Source data:
--*--
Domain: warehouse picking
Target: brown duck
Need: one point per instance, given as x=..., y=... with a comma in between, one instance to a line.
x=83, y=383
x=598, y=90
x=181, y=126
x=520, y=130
--*--
THE PROBLEM -> Rewrite the lines above as a numbered list, skipping any blank lines.

ANSWER TO THIS EXERCISE ->
1. Domain: warehouse picking
2. Target: brown duck
3. Need: one point per instance, given as x=..., y=... with a comma in between, one instance to a line.
4. x=83, y=383
5. x=598, y=90
6. x=181, y=126
7. x=520, y=130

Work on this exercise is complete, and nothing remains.